> [Record excerpts]
☆ ☆ ☆ ☆

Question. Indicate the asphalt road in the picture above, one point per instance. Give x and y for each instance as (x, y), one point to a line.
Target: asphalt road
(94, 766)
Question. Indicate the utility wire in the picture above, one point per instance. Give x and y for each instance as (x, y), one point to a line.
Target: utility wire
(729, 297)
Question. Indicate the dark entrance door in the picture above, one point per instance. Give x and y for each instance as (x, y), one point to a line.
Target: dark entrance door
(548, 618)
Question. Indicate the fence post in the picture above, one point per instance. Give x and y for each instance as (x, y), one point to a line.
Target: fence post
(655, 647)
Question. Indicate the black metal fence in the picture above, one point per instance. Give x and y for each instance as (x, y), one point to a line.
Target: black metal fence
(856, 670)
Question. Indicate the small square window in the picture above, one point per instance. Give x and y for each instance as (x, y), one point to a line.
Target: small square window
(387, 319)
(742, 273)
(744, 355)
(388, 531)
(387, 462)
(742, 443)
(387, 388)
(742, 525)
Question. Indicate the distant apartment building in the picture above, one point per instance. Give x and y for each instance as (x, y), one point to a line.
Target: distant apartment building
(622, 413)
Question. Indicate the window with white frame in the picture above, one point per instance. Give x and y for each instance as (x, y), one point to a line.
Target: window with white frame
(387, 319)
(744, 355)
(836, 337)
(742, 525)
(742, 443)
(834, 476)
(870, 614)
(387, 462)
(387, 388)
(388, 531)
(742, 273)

☆ ☆ ☆ ☆

> [Assignment]
Take the material above and reproduce it word for word.

> [Answer box]
Question. Indicate the asphalt road in the picture above, one point per instance. Give x and y for each instance as (x, y), one point to a line.
Target: asphalt road
(94, 766)
Question. Indicate the utility wire in the picture above, one point per instance. Give x and y for each instance as (x, y), one point to a line.
Target: utility wire
(729, 297)
Question. Indicate the dark entrance door in the picture above, one point per instance. Give x and y for each instance as (x, y), one point to a line.
Target: dark entrance door
(548, 618)
Question. Indicate the fence post in the picture above, one point per instance. Give x and y for each instance as (x, y), one point to a line.
Target: fence post
(655, 647)
Question. Indicate the black metal fence in the picture above, one point per instance. Give x and y for each instance as (x, y), one point to a line.
Target: black metal fence
(856, 670)
Question. Indicate the small square window in the picture above, one point per instance. Give x and y for each instance as (x, y), one point to a line.
Target: small square window
(387, 319)
(742, 273)
(744, 355)
(388, 531)
(387, 462)
(742, 443)
(387, 388)
(742, 525)
Question. Indicate the distant apartment building in the picture above, one point per instance. Give x and y for each instance as (x, y), one point to a line.
Target: distant apartment building
(622, 413)
Question. Indicate the window with white frame in the picture above, one point per instance. Give x and y for each instance as (x, y), one point to a line.
Target: window with white frame
(387, 319)
(744, 355)
(836, 337)
(742, 525)
(742, 443)
(834, 476)
(870, 614)
(387, 462)
(387, 388)
(388, 531)
(742, 273)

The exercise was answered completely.